_Description of the task_. Copy out the material below line for line, without any change, and omit the pictures from your copy.

_Picture shape labeling material_.
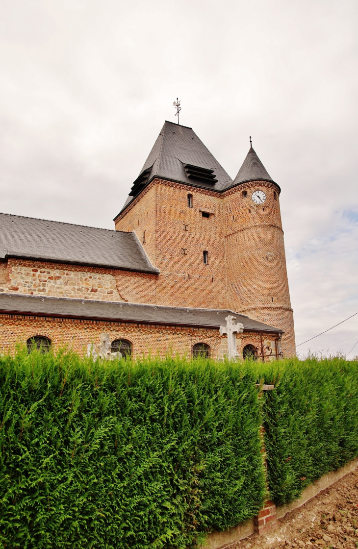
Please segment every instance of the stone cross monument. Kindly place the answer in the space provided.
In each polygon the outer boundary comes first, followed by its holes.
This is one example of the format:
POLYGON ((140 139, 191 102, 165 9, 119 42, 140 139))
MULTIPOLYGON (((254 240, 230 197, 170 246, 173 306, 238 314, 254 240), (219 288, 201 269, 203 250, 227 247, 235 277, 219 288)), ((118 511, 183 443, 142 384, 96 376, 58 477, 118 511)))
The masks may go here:
POLYGON ((220 326, 220 335, 227 335, 227 357, 229 359, 237 358, 239 354, 236 349, 236 334, 242 334, 244 331, 244 325, 240 322, 235 323, 236 316, 229 315, 225 318, 226 326, 220 326))
POLYGON ((122 354, 111 352, 111 343, 108 334, 100 334, 100 343, 98 352, 96 350, 93 343, 88 343, 87 345, 87 356, 92 356, 93 360, 96 360, 99 356, 102 360, 113 360, 114 358, 121 358, 122 354))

_Response below_.
Please segment every instance of the stone cross monument. Kindly place the answer in the space provided.
In each polygon the outer boundary comes first, followed by its holes.
This is one example of the format:
POLYGON ((140 139, 191 102, 165 9, 119 42, 140 139))
MULTIPOLYGON (((254 240, 230 197, 170 246, 173 306, 238 314, 254 240), (219 288, 201 269, 203 250, 227 247, 235 277, 219 288)), ((118 511, 183 443, 142 384, 96 376, 58 477, 118 511)))
The masks may go here:
POLYGON ((220 326, 220 335, 227 335, 227 357, 229 359, 237 358, 239 354, 236 349, 236 334, 242 334, 244 331, 244 325, 240 322, 235 323, 236 316, 229 315, 225 318, 226 326, 220 326))
POLYGON ((122 354, 111 352, 111 343, 108 334, 100 334, 100 343, 98 352, 96 350, 93 343, 88 343, 87 345, 87 356, 92 356, 93 360, 96 360, 99 356, 102 360, 113 360, 114 358, 121 358, 122 354))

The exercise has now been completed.